- _WHAT IS BEING ASKED_:
Copy the listing below line for line, changing nothing.

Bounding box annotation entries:
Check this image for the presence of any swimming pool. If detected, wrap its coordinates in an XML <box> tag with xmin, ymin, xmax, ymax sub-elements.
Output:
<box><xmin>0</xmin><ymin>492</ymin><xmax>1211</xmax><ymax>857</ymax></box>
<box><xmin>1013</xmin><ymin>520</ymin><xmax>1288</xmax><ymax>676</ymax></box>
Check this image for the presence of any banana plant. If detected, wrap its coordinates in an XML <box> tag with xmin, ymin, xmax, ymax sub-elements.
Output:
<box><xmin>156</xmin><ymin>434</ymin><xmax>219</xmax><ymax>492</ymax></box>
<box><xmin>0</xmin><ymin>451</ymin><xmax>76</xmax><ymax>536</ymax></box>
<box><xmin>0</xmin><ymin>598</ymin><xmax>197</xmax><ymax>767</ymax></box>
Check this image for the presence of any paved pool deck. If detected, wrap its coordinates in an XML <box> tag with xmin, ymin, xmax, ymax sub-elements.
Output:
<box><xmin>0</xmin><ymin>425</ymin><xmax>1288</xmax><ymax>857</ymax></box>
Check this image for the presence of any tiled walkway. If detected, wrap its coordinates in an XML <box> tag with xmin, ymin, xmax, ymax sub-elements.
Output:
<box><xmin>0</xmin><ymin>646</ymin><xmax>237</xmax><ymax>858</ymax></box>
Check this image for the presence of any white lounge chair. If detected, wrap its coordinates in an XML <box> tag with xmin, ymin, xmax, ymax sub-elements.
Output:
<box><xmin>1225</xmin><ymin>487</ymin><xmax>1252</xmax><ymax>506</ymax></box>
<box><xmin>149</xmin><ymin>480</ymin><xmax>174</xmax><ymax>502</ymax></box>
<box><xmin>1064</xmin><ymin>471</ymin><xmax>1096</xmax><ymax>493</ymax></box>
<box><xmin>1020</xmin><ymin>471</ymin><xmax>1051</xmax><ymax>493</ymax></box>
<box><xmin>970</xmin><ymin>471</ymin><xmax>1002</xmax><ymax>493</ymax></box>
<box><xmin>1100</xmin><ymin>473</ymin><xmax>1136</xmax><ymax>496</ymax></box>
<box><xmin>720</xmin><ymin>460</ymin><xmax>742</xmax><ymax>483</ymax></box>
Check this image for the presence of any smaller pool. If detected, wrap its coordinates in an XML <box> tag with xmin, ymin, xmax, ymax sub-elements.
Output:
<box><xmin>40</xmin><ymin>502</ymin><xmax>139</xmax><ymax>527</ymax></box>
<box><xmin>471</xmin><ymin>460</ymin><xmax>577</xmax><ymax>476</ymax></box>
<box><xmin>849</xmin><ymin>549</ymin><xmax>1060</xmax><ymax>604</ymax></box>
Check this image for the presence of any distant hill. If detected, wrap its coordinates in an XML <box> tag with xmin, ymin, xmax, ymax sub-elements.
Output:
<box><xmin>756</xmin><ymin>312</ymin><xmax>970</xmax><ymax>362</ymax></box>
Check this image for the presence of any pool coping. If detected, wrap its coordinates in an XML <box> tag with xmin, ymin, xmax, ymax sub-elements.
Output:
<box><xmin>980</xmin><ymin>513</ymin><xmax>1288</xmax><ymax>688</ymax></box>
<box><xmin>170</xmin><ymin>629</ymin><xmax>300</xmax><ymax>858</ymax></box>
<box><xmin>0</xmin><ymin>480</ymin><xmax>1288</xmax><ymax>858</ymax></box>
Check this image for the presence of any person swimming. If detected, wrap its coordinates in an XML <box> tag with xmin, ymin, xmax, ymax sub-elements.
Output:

- _RESULT_:
Check this image for the presence of any swimming pool. If detected, wrap its coordinates in an XML <box> tag with xmin, ymin, xmax, ymax sub-elements.
Output:
<box><xmin>0</xmin><ymin>492</ymin><xmax>1211</xmax><ymax>857</ymax></box>
<box><xmin>1013</xmin><ymin>520</ymin><xmax>1288</xmax><ymax>676</ymax></box>
Check this image for the presence of any banana plant. If detected, wrap its coordinates in an XML <box> tag with xmin, ymin, xmax, ymax sub-elements.
Output:
<box><xmin>156</xmin><ymin>434</ymin><xmax>219</xmax><ymax>492</ymax></box>
<box><xmin>0</xmin><ymin>451</ymin><xmax>76</xmax><ymax>536</ymax></box>
<box><xmin>0</xmin><ymin>598</ymin><xmax>197</xmax><ymax>767</ymax></box>
Check this image for the presence of any paved pool deck. If detected, wrap its coordinates in an XML <box> tag with xmin, ymin, xmax, ymax sub-elements.
Output:
<box><xmin>0</xmin><ymin>425</ymin><xmax>1288</xmax><ymax>857</ymax></box>
Check this image for the presence of any tiled walkway. If detected, wrap its coordinates in an XML <box> tag with xmin, ymin, xmax, ymax sub-elements.
Output:
<box><xmin>0</xmin><ymin>646</ymin><xmax>237</xmax><ymax>858</ymax></box>
Check this image for the presence of any white lounge chair. If detected, wrap its coordinates in an XML <box> tag with xmin, ymin, xmax, ymax sub-elements.
Output:
<box><xmin>1225</xmin><ymin>487</ymin><xmax>1252</xmax><ymax>506</ymax></box>
<box><xmin>149</xmin><ymin>480</ymin><xmax>174</xmax><ymax>502</ymax></box>
<box><xmin>1064</xmin><ymin>471</ymin><xmax>1096</xmax><ymax>493</ymax></box>
<box><xmin>1020</xmin><ymin>471</ymin><xmax>1051</xmax><ymax>493</ymax></box>
<box><xmin>970</xmin><ymin>471</ymin><xmax>1002</xmax><ymax>493</ymax></box>
<box><xmin>1100</xmin><ymin>473</ymin><xmax>1136</xmax><ymax>496</ymax></box>
<box><xmin>720</xmin><ymin>460</ymin><xmax>742</xmax><ymax>483</ymax></box>
Check this image for the presence of any smaller pool. If detected, wrap its coordinates in an XML <box> tag with xmin, ymin, xmax, ymax sub-elements.
Output:
<box><xmin>40</xmin><ymin>502</ymin><xmax>139</xmax><ymax>527</ymax></box>
<box><xmin>471</xmin><ymin>460</ymin><xmax>577</xmax><ymax>476</ymax></box>
<box><xmin>849</xmin><ymin>549</ymin><xmax>1060</xmax><ymax>604</ymax></box>
Check this image for the presence of any distant hill. If detected, wrap its coordinates in an XML <box> tag with xmin, ymin, xmax, ymax sub-elements.
Output:
<box><xmin>756</xmin><ymin>312</ymin><xmax>970</xmax><ymax>362</ymax></box>
Check this image for the presence of any pool coping. If detected, wrap its coordinates in an XML <box> tag with xmin, ymin, xmax, ymax sub-elements.
Output:
<box><xmin>980</xmin><ymin>513</ymin><xmax>1288</xmax><ymax>688</ymax></box>
<box><xmin>170</xmin><ymin>629</ymin><xmax>300</xmax><ymax>858</ymax></box>
<box><xmin>0</xmin><ymin>480</ymin><xmax>1288</xmax><ymax>858</ymax></box>
Check this image for the presence of any person swimming. If detected, wrap its coordinates in an XML <box> tag with xmin, ymin, xmax, ymax sub-elements.
Output:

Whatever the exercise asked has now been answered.